§ Short task 1
In the records, rewrite every line from the one containing "of roof ridge." through the one containing "[182,234,266,250]", inclusive, requests included. Scale each bounding-box coordinate by 0.35, rounding to whole numbers with halves rounded up.

§ Source extract
====

In a method of detecting a scene cut, compressed audio data is analysed to determine variations across a number of frequency bands of a particular parameter. The audio data includes, for each sample and for a plurality of audio frequency bands, a parameter indicating the maximum value of the compressed audio data for that frequency band. The method comprises the steps of determining, for each of a number of the frequency bands, an average of the parameters for a number of consecutive samples, calculating, for each of the number of frequency bands, a variation parameter indicating the variation of the determined average over a number, M, of consecutive determined averages, comparing the variation parameter for the predetermined number of the frequency bands with threshold levels and, determining from the comparison whether a scene cut has occurred.

Description

DESCRIPTION
VIDEO SIGNAL ANALYSIS AND STORAGE
The present invention relates to a method and apparatus for use in processing audio plus video data streams in which the audio stream is digitally compressed and in particular, although not exclusively, to the automated detection and logging of scene changes.

====

[Source data]

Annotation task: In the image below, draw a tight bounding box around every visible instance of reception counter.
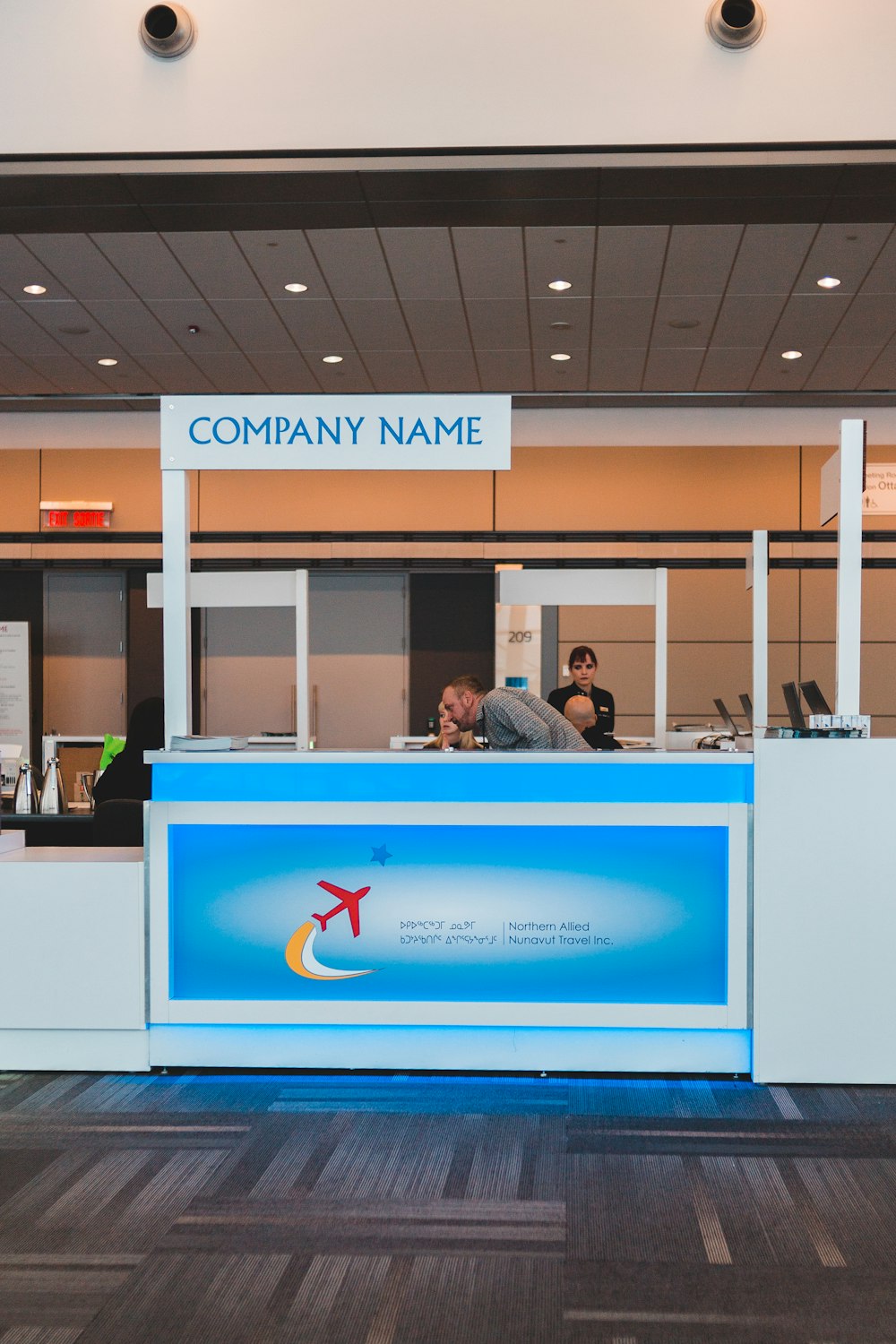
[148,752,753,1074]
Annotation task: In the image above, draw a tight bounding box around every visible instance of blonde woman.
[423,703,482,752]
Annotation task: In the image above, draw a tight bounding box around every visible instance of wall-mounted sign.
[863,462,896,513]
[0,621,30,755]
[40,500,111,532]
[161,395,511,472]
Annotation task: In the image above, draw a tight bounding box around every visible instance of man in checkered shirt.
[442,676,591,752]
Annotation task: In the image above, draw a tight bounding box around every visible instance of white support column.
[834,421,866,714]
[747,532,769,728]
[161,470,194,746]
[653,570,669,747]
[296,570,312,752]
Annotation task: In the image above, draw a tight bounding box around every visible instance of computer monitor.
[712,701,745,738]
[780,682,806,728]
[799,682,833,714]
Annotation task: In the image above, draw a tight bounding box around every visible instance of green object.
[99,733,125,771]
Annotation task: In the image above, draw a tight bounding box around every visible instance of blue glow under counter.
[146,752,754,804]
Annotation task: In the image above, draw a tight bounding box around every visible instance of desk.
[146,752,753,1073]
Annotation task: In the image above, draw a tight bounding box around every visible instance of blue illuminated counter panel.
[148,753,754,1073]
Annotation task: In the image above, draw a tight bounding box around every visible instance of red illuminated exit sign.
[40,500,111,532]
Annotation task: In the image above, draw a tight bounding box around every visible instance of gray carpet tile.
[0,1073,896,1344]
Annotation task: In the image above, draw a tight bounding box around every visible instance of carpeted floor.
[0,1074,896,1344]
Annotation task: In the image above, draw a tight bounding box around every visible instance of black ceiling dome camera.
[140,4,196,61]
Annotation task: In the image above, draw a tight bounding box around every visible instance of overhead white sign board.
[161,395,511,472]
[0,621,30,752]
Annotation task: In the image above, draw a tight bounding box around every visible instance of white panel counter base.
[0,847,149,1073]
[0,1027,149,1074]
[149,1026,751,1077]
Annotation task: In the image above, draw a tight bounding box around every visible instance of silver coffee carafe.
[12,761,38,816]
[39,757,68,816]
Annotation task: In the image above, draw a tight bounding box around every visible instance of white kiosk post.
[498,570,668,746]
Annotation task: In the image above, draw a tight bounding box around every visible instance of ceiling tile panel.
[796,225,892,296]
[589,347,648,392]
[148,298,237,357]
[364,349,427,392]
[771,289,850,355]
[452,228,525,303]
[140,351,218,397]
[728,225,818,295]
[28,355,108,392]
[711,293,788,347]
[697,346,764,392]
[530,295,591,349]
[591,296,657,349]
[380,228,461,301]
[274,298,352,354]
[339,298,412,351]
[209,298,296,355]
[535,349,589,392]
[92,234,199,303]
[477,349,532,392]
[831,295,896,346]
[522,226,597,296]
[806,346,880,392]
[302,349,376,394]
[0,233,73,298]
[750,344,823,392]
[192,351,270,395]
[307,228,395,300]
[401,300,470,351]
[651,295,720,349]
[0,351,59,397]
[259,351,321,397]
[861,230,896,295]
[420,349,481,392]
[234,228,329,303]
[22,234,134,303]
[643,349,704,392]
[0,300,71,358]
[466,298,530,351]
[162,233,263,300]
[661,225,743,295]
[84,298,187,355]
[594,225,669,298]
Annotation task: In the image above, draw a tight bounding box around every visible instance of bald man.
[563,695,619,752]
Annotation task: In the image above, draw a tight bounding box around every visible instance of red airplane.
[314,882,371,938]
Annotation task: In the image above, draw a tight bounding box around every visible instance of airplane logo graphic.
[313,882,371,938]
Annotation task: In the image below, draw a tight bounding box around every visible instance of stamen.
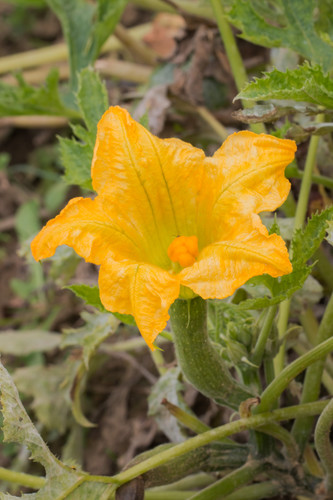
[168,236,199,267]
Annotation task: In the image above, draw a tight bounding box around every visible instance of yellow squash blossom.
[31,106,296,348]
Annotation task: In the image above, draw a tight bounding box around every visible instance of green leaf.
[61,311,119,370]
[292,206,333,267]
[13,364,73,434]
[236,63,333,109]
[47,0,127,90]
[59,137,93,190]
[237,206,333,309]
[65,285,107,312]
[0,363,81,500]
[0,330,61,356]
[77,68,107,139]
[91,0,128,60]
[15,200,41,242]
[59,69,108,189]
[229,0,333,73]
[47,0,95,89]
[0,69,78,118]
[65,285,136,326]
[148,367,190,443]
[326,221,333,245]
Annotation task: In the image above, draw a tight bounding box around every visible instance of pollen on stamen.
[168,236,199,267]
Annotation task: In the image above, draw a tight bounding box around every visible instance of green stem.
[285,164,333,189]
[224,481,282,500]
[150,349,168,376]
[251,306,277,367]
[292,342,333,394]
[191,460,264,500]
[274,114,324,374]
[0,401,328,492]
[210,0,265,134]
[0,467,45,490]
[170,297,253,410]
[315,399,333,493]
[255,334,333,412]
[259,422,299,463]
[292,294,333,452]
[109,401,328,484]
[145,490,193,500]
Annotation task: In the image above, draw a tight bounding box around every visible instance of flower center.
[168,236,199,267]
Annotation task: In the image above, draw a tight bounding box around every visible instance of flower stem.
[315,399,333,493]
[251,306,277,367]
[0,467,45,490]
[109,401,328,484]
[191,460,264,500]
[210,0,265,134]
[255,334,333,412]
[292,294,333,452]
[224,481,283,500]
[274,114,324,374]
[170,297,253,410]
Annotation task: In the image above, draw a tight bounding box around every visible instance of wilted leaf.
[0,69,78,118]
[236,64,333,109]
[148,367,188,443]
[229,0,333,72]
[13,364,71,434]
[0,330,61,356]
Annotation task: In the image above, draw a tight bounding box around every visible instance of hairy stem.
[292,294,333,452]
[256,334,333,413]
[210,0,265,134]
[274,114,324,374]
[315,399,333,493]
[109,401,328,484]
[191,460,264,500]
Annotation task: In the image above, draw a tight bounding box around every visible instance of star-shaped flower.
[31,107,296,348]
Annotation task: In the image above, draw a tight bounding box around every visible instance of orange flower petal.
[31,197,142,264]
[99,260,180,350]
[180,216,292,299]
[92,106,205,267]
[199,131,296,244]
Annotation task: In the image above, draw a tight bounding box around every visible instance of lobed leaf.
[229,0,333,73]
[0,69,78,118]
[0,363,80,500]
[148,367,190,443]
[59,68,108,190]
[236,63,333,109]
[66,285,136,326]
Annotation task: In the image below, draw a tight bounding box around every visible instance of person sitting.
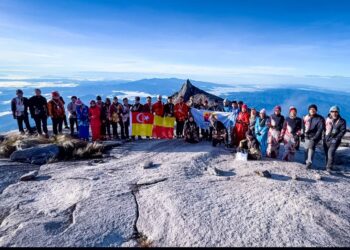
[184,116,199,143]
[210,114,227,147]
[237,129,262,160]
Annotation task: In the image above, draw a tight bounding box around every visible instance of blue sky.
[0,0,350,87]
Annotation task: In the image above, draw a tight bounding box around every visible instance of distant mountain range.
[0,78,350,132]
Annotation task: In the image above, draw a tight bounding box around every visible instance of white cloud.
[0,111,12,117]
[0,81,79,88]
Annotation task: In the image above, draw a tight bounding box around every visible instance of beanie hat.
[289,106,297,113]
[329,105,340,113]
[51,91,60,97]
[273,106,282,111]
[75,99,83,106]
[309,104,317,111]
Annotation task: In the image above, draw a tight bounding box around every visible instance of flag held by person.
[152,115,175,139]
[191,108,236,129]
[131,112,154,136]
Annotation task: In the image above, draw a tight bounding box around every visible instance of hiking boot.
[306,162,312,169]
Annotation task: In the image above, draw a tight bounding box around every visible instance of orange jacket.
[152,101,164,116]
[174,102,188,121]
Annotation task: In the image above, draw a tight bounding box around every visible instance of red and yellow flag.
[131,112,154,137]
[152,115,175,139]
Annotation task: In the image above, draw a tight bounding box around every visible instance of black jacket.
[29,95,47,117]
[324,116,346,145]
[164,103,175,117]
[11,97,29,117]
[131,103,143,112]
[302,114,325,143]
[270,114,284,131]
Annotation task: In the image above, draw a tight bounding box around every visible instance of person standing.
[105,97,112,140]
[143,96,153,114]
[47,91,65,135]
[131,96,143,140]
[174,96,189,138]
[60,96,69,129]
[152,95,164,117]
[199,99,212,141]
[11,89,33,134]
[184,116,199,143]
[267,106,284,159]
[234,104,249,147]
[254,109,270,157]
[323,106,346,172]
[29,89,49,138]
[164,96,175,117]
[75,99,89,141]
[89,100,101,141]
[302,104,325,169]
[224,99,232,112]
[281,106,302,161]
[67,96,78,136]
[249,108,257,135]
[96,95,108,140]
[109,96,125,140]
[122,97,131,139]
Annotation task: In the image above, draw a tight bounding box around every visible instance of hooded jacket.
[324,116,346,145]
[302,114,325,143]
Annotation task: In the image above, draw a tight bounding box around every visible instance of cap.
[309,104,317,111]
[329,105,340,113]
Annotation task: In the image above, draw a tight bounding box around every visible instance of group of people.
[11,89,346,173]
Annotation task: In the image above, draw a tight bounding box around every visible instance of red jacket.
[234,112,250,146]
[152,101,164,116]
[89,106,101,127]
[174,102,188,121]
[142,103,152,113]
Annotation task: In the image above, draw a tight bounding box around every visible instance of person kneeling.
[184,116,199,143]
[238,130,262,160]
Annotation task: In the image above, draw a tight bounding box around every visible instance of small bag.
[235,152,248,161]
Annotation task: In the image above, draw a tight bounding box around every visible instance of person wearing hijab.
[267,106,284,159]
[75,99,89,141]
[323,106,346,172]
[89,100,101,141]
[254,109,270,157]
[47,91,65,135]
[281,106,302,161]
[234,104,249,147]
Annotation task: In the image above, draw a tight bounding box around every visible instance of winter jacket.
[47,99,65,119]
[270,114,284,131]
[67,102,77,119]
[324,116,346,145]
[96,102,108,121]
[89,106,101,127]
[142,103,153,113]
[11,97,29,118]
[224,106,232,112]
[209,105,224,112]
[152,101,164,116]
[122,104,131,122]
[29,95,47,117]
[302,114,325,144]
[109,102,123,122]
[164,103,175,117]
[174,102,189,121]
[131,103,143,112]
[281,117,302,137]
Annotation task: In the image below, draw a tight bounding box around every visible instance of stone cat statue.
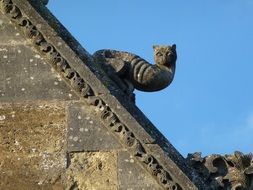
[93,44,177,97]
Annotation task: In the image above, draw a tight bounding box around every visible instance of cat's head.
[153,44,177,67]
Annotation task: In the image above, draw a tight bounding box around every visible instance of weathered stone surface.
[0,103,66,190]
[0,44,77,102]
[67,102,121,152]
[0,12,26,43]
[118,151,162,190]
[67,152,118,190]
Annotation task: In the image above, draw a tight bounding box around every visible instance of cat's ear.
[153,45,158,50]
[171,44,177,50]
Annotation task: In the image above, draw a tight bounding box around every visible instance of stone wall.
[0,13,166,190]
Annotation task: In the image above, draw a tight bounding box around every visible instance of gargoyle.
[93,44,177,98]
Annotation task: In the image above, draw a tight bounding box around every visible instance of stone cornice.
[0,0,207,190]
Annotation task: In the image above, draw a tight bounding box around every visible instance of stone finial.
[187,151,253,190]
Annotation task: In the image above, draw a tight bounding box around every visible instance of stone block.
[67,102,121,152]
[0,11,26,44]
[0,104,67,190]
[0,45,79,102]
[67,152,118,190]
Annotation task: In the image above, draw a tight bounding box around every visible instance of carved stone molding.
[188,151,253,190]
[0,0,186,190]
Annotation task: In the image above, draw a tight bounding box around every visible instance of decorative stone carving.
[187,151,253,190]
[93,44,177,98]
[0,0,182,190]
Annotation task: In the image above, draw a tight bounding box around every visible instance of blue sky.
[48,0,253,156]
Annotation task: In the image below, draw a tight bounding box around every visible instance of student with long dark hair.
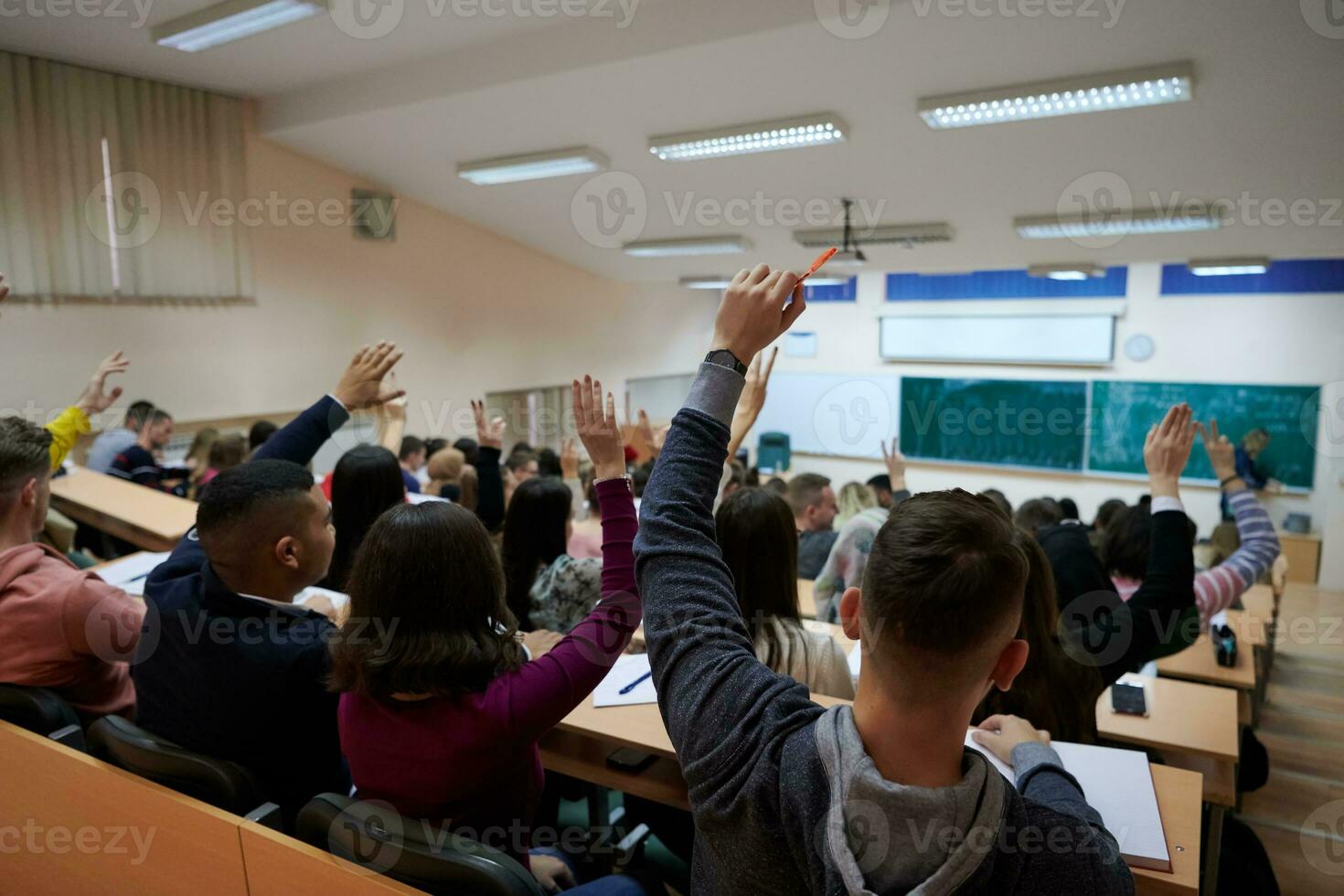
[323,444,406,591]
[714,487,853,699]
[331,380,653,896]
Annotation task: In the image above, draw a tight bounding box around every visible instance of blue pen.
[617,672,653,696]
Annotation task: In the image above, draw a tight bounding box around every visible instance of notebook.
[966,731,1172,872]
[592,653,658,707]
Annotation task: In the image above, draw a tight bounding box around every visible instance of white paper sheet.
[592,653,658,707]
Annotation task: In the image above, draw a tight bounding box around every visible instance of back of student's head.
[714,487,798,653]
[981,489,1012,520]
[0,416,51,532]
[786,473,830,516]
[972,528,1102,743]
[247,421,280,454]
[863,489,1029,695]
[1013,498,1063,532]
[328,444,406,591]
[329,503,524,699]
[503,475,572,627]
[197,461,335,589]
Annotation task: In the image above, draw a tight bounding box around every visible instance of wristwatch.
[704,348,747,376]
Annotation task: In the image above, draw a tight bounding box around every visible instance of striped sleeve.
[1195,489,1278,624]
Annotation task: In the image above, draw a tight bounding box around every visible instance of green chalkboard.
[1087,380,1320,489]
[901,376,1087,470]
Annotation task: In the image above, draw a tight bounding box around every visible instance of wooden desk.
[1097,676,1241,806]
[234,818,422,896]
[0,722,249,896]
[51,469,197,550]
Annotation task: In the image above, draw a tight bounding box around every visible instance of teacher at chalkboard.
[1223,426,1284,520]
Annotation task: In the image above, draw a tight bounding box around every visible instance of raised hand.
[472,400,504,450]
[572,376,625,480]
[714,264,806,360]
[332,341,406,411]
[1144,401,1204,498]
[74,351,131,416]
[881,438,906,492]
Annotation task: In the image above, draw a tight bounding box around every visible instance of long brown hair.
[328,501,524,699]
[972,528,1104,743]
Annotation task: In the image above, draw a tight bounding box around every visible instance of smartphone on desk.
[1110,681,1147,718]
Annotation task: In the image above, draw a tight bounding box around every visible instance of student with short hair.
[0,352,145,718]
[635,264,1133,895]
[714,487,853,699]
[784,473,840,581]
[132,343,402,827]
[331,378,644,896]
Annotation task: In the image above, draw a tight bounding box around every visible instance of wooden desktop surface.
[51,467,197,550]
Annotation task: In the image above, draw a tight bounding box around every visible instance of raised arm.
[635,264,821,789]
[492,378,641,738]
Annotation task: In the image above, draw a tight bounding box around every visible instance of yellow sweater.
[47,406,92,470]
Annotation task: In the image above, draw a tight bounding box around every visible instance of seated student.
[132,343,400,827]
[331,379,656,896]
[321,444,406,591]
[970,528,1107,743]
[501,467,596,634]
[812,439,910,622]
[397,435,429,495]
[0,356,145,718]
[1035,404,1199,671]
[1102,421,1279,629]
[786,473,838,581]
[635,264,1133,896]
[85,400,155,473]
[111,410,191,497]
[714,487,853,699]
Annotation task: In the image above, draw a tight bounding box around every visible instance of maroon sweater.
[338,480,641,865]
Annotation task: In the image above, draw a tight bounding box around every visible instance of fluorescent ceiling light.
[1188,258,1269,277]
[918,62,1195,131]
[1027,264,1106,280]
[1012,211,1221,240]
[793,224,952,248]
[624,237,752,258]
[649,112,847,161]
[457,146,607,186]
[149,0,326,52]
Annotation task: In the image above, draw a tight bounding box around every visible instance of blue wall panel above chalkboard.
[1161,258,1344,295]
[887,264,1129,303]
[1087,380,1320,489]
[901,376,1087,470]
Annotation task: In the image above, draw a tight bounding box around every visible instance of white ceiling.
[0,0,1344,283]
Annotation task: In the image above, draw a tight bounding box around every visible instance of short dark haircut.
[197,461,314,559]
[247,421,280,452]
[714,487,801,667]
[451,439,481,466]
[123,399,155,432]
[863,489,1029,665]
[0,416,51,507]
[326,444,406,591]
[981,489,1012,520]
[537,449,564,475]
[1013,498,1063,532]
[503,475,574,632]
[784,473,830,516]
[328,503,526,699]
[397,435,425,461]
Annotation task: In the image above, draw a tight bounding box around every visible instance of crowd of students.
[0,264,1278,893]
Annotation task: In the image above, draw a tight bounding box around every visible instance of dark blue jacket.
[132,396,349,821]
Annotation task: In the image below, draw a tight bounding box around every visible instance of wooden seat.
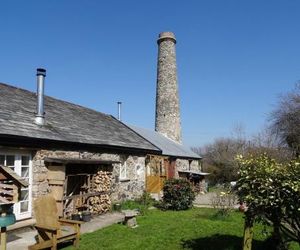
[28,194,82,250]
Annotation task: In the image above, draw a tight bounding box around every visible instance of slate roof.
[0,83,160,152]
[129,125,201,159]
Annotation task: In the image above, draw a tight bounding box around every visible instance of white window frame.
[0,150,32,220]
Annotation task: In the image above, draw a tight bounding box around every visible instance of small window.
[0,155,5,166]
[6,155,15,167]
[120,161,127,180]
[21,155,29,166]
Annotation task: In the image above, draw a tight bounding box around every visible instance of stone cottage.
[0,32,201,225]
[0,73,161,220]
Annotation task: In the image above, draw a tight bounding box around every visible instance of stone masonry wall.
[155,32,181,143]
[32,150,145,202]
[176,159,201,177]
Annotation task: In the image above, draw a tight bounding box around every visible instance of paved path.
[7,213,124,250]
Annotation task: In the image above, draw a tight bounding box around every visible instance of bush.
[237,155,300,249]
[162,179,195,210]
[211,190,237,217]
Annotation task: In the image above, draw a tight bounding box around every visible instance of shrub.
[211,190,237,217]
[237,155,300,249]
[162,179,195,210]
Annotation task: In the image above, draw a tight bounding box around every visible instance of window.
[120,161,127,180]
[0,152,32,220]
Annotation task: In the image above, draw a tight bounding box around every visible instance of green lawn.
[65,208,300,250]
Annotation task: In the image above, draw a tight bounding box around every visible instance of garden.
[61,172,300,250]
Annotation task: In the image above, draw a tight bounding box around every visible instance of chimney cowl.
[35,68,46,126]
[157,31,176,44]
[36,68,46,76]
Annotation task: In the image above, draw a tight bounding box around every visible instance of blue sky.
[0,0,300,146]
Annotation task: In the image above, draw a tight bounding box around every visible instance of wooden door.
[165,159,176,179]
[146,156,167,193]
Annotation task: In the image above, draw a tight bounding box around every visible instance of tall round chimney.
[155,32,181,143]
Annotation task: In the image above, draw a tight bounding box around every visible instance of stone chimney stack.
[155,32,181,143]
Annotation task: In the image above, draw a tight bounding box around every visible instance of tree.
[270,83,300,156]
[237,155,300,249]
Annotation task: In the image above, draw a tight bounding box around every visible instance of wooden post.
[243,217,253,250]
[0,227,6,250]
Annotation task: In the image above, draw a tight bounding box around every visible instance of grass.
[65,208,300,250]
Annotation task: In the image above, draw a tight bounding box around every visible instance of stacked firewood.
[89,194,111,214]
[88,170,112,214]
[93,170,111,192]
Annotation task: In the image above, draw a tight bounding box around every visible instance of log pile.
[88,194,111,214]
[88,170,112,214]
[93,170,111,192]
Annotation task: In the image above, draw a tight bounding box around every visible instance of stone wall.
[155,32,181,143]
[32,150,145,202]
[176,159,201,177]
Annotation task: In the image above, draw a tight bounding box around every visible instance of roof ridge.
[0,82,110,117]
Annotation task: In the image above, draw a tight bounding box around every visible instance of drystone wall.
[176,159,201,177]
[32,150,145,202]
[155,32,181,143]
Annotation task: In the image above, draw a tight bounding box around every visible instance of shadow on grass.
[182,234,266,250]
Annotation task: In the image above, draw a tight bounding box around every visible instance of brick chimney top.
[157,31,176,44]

====

§ Short task 2
List the steps of the scene cut detection method given in the excerpt.

§ Exercise solution 1
Annotation task: In the image above, draw a tight bounding box around every visible instance of roof ridge.
[0,29,39,41]
Annotation task: In the image above, draw a tight bounding box around every visible instance of drystone wall.
[62,56,70,62]
[11,53,51,71]
[54,11,63,50]
Annotation task: In the image above, draw a tight bounding box around every visible instance of shadow on grass.
[64,82,93,88]

§ Exercise solution 2
1. Determining, for each of a number of the frequency bands, an average of the parameters for a number of consecutive samples.
2. Calculating, for each of the number of frequency bands, a variation parameter indicating the variation of the determined average over a number, M, of consecutive determined averages.
3. Comparing the variation parameter for the predetermined number of the frequency bands with threshold levels.
4. Determining from the comparison whether a scene cut has occurred.